[PAGE TEXT]

I was asked by the editorial staff of Podiatry Today to summarize our thoughts regarding recent fiscal rulings to reduce the weight of the Arizona Health Care Cost Containment System (AHCCCS) on the state of Arizona’s budget. One of those rulings eliminated all foot care provided by podiatrists. This figure, which amounts to approximately one million dollars (out of the several billion dollar AHCCCS budget) makes sense philosophically. It is a line item on a budget– and it is a conceptually superfluous item. After all, people don’t die from hammertoes or bunions or ingrown nails or heel pain. However, what gets missed in this discussion is that many of these patients– a disproportionate amount– are at high risk for severe complications of diabetes, including ulceration and amputation. Now, that bunion or hammertoe– or tight fitting shoe– becomes something slightly less superfluous. About half of people with diabetes at any given time may have reductions in sensation that put them at risk for skin ulcers, infections, and amputations.
This discussion is happening seems remarkably prescient. Two robust, large-scale nationwide studies (linked here and here) have just been published describing the very convincing role of podiatric footcare in preventing amputations. These have confirmed many other regional and local studies reporting the same trend toward prevention. This preventative effect is particularly potent when podiatrists team up with other generalists and specialists. This team approach, which we have coined the “toe and flow” is featured in a historic and first of its kind dual issue of the Journal of Vascular Surgery (JVS) and Journal of the American Podiatric Medical Association (JAPMA).

[/PAGE TEXT]

* _TASK DETAILS_
Reproduce the text on podiatric foot care above, in full and word for word. The data has no connection to the text about Arizona's cuts to podiatric foot care.

[EXTRACTED ENTRIES]

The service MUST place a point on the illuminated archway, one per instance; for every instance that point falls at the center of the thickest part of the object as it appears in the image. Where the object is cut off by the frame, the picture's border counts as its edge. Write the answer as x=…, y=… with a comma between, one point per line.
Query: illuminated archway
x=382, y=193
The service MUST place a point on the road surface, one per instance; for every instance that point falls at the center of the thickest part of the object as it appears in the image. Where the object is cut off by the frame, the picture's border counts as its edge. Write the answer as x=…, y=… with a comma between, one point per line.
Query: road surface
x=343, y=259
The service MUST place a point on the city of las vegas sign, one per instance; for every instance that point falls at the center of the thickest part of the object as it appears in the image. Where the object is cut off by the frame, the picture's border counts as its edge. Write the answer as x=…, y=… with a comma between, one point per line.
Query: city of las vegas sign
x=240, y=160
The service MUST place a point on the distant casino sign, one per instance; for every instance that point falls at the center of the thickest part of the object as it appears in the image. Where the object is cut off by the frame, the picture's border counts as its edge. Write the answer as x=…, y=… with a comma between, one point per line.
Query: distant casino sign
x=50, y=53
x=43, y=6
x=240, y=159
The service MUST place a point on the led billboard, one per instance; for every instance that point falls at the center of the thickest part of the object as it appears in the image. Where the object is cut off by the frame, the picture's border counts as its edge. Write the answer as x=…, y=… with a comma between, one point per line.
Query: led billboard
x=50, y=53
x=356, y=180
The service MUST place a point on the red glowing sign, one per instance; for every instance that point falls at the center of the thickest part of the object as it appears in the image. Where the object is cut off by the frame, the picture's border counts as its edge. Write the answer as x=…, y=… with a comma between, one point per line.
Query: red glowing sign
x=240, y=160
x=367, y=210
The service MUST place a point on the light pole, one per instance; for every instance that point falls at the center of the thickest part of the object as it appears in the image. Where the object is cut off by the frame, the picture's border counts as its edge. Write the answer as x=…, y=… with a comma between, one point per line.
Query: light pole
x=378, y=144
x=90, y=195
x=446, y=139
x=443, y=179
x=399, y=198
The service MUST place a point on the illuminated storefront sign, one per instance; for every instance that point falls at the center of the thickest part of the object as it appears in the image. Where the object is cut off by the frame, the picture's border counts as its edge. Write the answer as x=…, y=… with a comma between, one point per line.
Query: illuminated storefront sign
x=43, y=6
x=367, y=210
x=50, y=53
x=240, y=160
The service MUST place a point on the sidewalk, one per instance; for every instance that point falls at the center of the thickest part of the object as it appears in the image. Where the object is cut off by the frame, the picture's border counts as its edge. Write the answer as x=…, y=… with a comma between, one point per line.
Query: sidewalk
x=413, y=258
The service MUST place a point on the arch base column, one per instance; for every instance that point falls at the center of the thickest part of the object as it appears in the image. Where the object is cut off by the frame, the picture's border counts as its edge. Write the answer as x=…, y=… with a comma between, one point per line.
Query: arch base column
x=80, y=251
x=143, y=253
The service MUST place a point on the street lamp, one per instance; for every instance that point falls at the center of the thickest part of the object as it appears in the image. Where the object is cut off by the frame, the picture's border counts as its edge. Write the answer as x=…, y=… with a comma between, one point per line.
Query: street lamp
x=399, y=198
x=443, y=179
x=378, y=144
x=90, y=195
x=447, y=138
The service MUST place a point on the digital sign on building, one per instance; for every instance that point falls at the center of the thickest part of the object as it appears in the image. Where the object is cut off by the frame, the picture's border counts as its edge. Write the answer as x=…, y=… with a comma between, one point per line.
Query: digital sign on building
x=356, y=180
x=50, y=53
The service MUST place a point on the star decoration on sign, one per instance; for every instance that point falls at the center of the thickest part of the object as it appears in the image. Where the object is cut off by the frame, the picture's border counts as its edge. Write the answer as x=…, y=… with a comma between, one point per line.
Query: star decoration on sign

[/EXTRACTED ENTRIES]

* _REPLY_
I was asked by the editorial staff of Podiatry Today to summarize our thoughts regarding recent fiscal rulings to reduce the weight of the Arizona Health Care Cost Containment System (AHCCCS) on the state of Arizona’s budget. One of those rulings eliminated all foot care provided by podiatrists. This figure, which amounts to approximately one million dollars (out of the several billion dollar AHCCCS budget) makes sense philosophically. It is a line item on a budget– and it is a conceptually superfluous item. After all, people don’t die from hammertoes or bunions or ingrown nails or heel pain. However, what gets missed in this discussion is that many of these patients– a disproportionate amount– are at high risk for severe complications of diabetes, including ulceration and amputation. Now, that bunion or hammertoe– or tight fitting shoe– becomes something slightly less superfluous. About half of people with diabetes at any given time may have reductions in sensation that put them at risk for skin ulcers, infections, and amputations.
This discussion is happening seems remarkably prescient. Two robust, large-scale nationwide studies (linked here and here) have just been published describing the very convincing role of podiatric footcare in preventing amputations. These have confirmed many other regional and local studies reporting the same trend toward prevention. This preventative effect is particularly potent when podiatrists team up with other generalists and specialists. This team approach, which we have coined the “toe and flow” is featured in a historic and first of its kind dual issue of the Journal of Vascular Surgery (JVS) and Journal of the American Podiatric Medical Association (JAPMA).